Revise the records below so that every "place one dot" becomes "put a single point", and leave everything else as it stands.

(Excerpts from a location annotation dataset)
##########
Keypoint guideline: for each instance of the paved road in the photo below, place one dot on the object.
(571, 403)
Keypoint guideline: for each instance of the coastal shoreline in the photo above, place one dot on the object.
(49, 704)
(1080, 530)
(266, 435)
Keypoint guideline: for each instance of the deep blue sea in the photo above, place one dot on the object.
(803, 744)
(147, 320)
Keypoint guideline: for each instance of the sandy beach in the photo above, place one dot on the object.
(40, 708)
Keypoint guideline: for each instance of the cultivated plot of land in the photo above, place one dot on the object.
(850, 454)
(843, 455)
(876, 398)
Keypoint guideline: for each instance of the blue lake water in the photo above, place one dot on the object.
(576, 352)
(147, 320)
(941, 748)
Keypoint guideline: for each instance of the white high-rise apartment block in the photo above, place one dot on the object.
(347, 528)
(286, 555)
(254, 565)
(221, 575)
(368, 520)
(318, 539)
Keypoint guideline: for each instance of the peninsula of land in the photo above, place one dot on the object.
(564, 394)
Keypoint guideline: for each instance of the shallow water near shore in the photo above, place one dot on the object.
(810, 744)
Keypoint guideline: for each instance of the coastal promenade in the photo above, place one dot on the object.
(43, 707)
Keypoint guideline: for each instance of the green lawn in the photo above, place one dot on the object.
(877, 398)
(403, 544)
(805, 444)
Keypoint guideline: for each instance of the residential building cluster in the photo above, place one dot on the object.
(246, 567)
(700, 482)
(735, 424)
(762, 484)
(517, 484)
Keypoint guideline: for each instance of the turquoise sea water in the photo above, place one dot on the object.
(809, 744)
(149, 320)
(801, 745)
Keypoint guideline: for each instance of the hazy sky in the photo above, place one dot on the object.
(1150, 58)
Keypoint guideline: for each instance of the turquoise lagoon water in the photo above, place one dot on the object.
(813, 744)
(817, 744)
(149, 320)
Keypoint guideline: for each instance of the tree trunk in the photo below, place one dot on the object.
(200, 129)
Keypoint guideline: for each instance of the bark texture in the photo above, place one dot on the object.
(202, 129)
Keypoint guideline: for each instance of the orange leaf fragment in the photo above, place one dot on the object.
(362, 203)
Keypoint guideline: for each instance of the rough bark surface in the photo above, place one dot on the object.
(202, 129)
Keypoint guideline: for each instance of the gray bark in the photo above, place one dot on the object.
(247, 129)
##########
[OUTPUT OF THE TASK]
Keypoint guideline: for each instance of the paved road in the photo below, put a single point on the object.
(571, 403)
Keypoint guideline: for each instance of the coastal shoreline in the photo above, put a single point on the object.
(49, 704)
(1080, 530)
(266, 435)
Keypoint guideline: for each instance of the deep blue sea in the photo above, put a single point on the object.
(803, 744)
(147, 320)
Keypoint guideline: for each instance of the sandy beach in the photo above, put a single point on the object.
(40, 708)
Keypoint guideline: for each instance of the cultivated plot of land in the photo above, put a single point on the object.
(850, 454)
(843, 455)
(876, 398)
Keypoint guideline: for each instance of the blue lake water in the photo above, put a single point on the object.
(576, 352)
(147, 320)
(941, 748)
Keypoint guideline: for each instance of the white high-rise apartment block in the photo above, put a single point on the object.
(347, 528)
(286, 555)
(254, 565)
(221, 575)
(368, 520)
(318, 539)
Keypoint guideline: for each instance of the peninsula of land in the photo above, put a single point on the object.
(564, 394)
Keypoint guideline: for each instance of the shallow water near shore in the photo above, put a single point on the object.
(810, 744)
Keypoint guideline: for each instance of the coastal promenade in the photo above, put a single point on the object.
(43, 707)
Keypoint guideline: for each instance of the green lawn in the photo above, put a single point on the object.
(877, 398)
(403, 544)
(805, 444)
Keypoint guideline: for each instance of the residential building cluster in the photo above, put a single point on the object.
(246, 567)
(700, 482)
(735, 424)
(762, 484)
(517, 484)
Keypoint guideline: for each instance of the turquoise sea water in the photo above, put a single point on the object.
(809, 744)
(149, 320)
(801, 745)
Keypoint guideline: for each instance of the hazy sky in the photo above, put a single point on the object.
(1150, 58)
Keypoint guideline: for each instance of the turquoise lagoon water in the photo above, put a single point on the object.
(813, 744)
(817, 744)
(149, 320)
Keypoint guideline: for each instance of the tree trunk in the photo below, put a single point on the object.
(200, 129)
Keypoint guideline: for each instance of the bark texture in the photo above, put a single point on the object.
(202, 129)
Keypoint guideline: for each instance of the orange leaf fragment in the photo above, put a single point on the object.
(362, 203)
Keypoint guideline: for each instance of the rough bark surface in the photo above, put a single point on the object.
(202, 129)
Keypoint guideline: for each instance of the gray bark in the photo above, put a single point on the object.
(247, 129)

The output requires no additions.